Stated problem =>
Copy the items below word for word, starting at the line that contains "point: cooked white" and ending with the last of the items.

^^^^^^^^

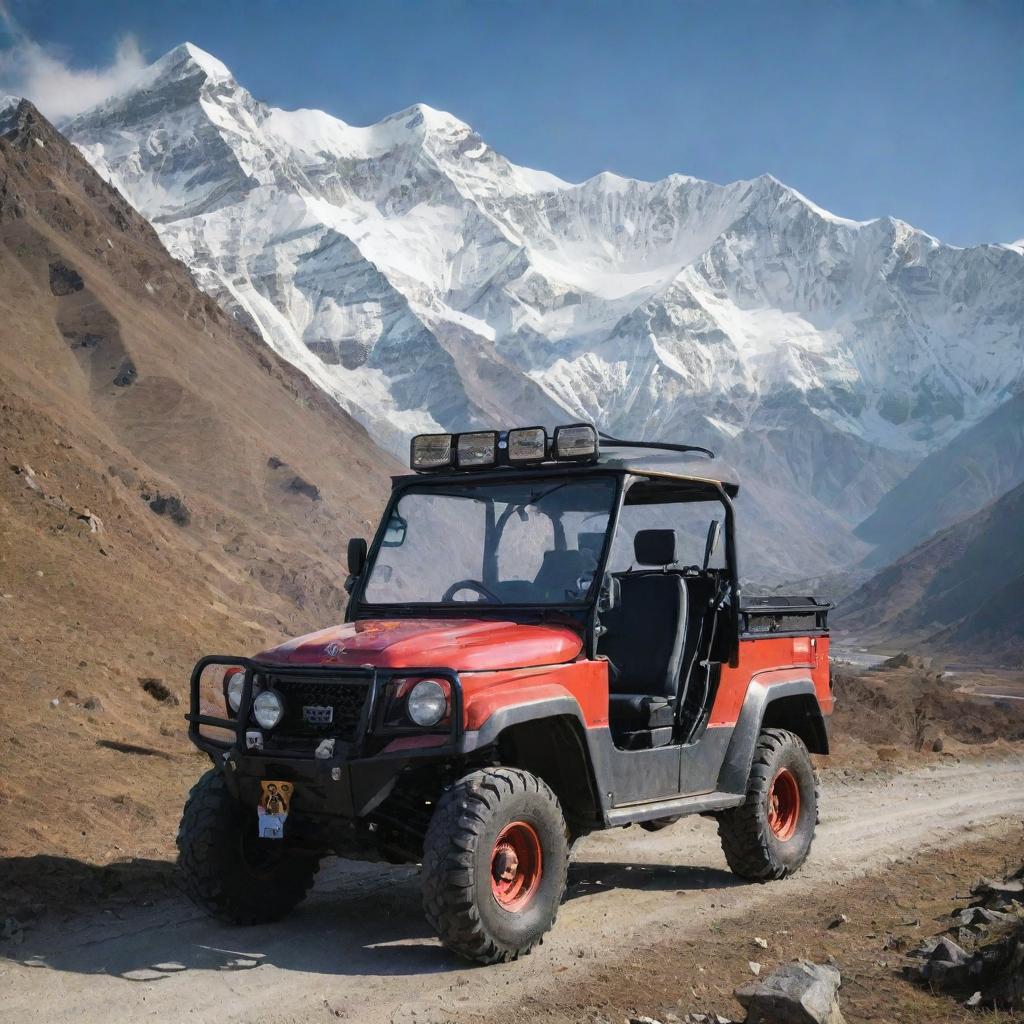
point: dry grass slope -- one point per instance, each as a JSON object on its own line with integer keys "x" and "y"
{"x": 168, "y": 487}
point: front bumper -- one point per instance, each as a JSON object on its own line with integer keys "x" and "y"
{"x": 367, "y": 760}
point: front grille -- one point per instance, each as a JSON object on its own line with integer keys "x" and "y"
{"x": 321, "y": 708}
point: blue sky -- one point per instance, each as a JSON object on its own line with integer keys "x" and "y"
{"x": 913, "y": 109}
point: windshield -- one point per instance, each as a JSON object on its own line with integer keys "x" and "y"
{"x": 507, "y": 542}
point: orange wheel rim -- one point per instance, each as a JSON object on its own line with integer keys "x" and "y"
{"x": 783, "y": 805}
{"x": 515, "y": 865}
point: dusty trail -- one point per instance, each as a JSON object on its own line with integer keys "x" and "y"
{"x": 358, "y": 949}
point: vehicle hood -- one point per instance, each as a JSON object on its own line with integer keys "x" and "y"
{"x": 462, "y": 644}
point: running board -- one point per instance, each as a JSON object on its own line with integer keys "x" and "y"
{"x": 676, "y": 807}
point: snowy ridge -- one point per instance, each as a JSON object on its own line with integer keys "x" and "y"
{"x": 427, "y": 283}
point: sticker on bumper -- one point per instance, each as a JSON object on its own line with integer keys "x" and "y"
{"x": 274, "y": 802}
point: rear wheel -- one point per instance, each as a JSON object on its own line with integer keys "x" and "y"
{"x": 769, "y": 836}
{"x": 226, "y": 869}
{"x": 495, "y": 862}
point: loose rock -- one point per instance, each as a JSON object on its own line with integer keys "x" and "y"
{"x": 796, "y": 993}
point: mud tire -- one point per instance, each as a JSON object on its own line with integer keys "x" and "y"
{"x": 218, "y": 868}
{"x": 752, "y": 848}
{"x": 458, "y": 897}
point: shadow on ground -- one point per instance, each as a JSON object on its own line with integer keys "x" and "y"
{"x": 360, "y": 920}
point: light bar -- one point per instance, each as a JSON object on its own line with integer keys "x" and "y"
{"x": 478, "y": 449}
{"x": 577, "y": 442}
{"x": 430, "y": 452}
{"x": 527, "y": 444}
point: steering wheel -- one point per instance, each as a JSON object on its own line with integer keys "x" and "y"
{"x": 470, "y": 585}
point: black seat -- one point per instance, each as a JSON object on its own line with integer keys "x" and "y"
{"x": 644, "y": 639}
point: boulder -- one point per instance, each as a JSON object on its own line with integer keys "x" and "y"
{"x": 796, "y": 993}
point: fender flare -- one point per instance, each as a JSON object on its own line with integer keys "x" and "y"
{"x": 530, "y": 711}
{"x": 739, "y": 756}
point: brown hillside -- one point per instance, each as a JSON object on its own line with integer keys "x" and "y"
{"x": 168, "y": 487}
{"x": 958, "y": 592}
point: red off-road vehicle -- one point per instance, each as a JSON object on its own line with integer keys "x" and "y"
{"x": 546, "y": 638}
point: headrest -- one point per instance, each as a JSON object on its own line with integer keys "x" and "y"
{"x": 654, "y": 547}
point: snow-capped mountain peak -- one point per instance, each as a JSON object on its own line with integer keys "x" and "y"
{"x": 426, "y": 282}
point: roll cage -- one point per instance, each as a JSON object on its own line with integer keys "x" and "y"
{"x": 644, "y": 480}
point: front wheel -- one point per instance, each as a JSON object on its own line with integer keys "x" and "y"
{"x": 226, "y": 869}
{"x": 769, "y": 836}
{"x": 495, "y": 862}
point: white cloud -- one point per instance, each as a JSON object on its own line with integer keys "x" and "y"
{"x": 40, "y": 74}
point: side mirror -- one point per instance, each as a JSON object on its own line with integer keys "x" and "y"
{"x": 610, "y": 595}
{"x": 356, "y": 555}
{"x": 714, "y": 536}
{"x": 356, "y": 561}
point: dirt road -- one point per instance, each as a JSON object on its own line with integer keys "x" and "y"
{"x": 359, "y": 950}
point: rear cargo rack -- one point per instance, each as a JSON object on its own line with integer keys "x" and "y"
{"x": 760, "y": 615}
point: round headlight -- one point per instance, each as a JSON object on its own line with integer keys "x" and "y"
{"x": 268, "y": 709}
{"x": 236, "y": 683}
{"x": 426, "y": 702}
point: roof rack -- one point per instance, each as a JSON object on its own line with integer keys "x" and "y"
{"x": 660, "y": 445}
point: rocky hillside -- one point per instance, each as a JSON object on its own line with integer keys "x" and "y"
{"x": 970, "y": 472}
{"x": 960, "y": 592}
{"x": 169, "y": 486}
{"x": 426, "y": 282}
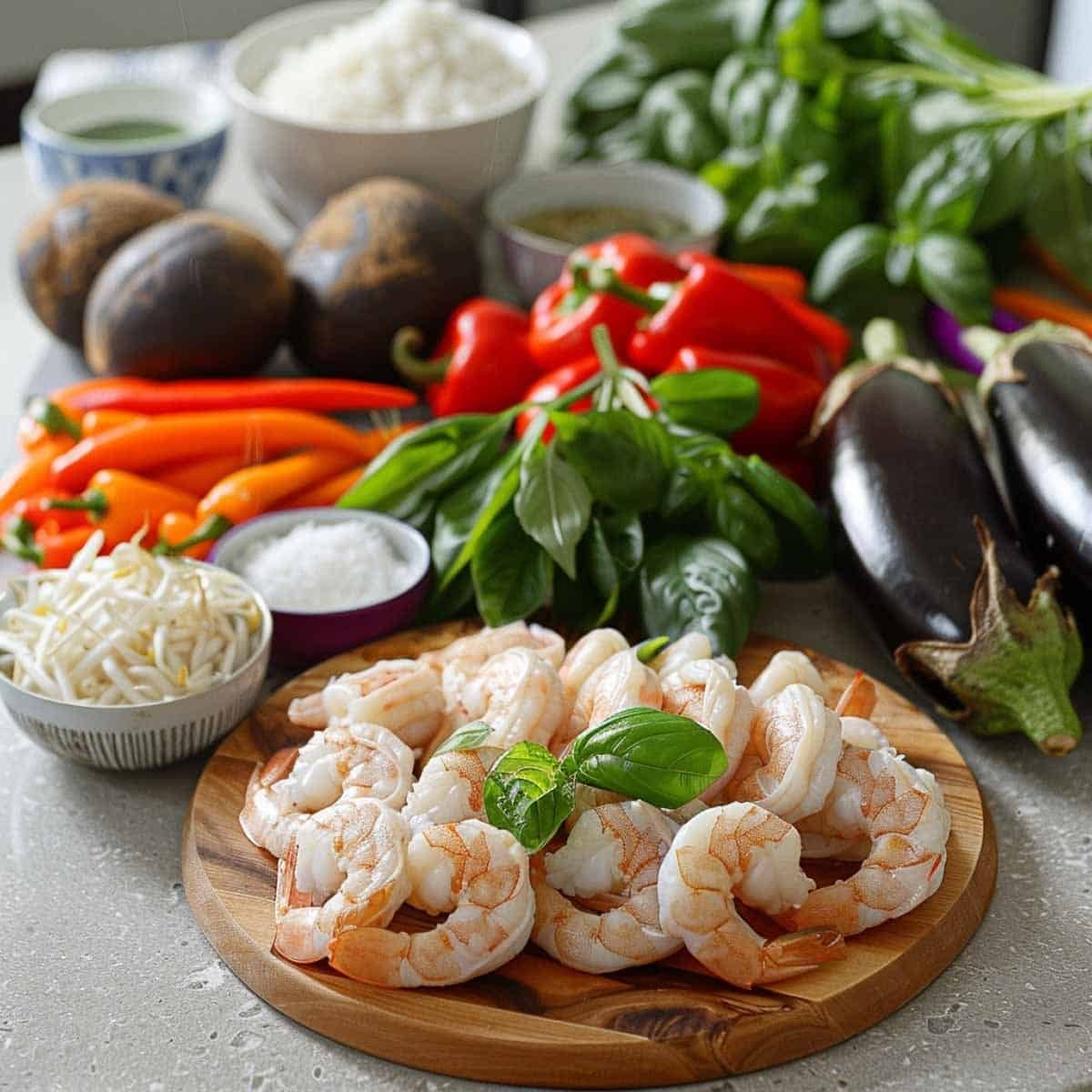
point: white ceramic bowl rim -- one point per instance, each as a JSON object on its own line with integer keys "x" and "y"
{"x": 535, "y": 66}
{"x": 262, "y": 527}
{"x": 203, "y": 98}
{"x": 567, "y": 185}
{"x": 266, "y": 636}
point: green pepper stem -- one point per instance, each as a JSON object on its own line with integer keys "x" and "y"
{"x": 53, "y": 419}
{"x": 212, "y": 529}
{"x": 92, "y": 500}
{"x": 594, "y": 277}
{"x": 404, "y": 349}
{"x": 28, "y": 551}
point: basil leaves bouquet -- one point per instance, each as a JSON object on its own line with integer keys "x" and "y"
{"x": 866, "y": 140}
{"x": 638, "y": 505}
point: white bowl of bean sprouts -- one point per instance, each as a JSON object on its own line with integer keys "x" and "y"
{"x": 178, "y": 676}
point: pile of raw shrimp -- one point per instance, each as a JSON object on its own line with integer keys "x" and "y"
{"x": 359, "y": 836}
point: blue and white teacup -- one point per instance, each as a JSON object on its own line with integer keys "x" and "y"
{"x": 181, "y": 163}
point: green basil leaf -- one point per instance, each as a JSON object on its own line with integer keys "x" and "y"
{"x": 511, "y": 571}
{"x": 955, "y": 273}
{"x": 703, "y": 584}
{"x": 740, "y": 519}
{"x": 715, "y": 399}
{"x": 625, "y": 460}
{"x": 467, "y": 738}
{"x": 803, "y": 531}
{"x": 853, "y": 261}
{"x": 528, "y": 794}
{"x": 410, "y": 475}
{"x": 464, "y": 514}
{"x": 552, "y": 505}
{"x": 648, "y": 754}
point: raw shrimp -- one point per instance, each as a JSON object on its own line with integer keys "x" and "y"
{"x": 345, "y": 762}
{"x": 705, "y": 691}
{"x": 479, "y": 876}
{"x": 793, "y": 753}
{"x": 518, "y": 694}
{"x": 404, "y": 696}
{"x": 345, "y": 867}
{"x": 902, "y": 814}
{"x": 784, "y": 669}
{"x": 450, "y": 787}
{"x": 621, "y": 682}
{"x": 740, "y": 851}
{"x": 614, "y": 850}
{"x": 589, "y": 653}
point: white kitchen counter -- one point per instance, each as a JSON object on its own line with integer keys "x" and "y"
{"x": 107, "y": 983}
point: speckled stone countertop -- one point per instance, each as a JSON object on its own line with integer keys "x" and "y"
{"x": 107, "y": 983}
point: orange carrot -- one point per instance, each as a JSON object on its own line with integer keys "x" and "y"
{"x": 1032, "y": 306}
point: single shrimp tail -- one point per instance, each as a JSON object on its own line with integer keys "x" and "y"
{"x": 796, "y": 953}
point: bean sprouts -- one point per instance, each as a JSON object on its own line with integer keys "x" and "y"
{"x": 128, "y": 628}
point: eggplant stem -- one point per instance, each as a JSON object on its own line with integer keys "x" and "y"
{"x": 1016, "y": 671}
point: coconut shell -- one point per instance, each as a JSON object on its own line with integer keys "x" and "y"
{"x": 200, "y": 295}
{"x": 64, "y": 248}
{"x": 383, "y": 255}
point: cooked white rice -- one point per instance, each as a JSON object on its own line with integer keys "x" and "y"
{"x": 410, "y": 64}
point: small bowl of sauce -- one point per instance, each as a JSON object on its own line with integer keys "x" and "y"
{"x": 541, "y": 218}
{"x": 170, "y": 137}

^^^^^^^^

Exercise answer =>
point: cooked white rice -- one point per instance, each as a JSON object on its own line with integer keys "x" and "y"
{"x": 410, "y": 64}
point: small bowl of sauce -- one point per instance, each as a JSON object on its own line with integer keys "x" and "y"
{"x": 541, "y": 218}
{"x": 170, "y": 137}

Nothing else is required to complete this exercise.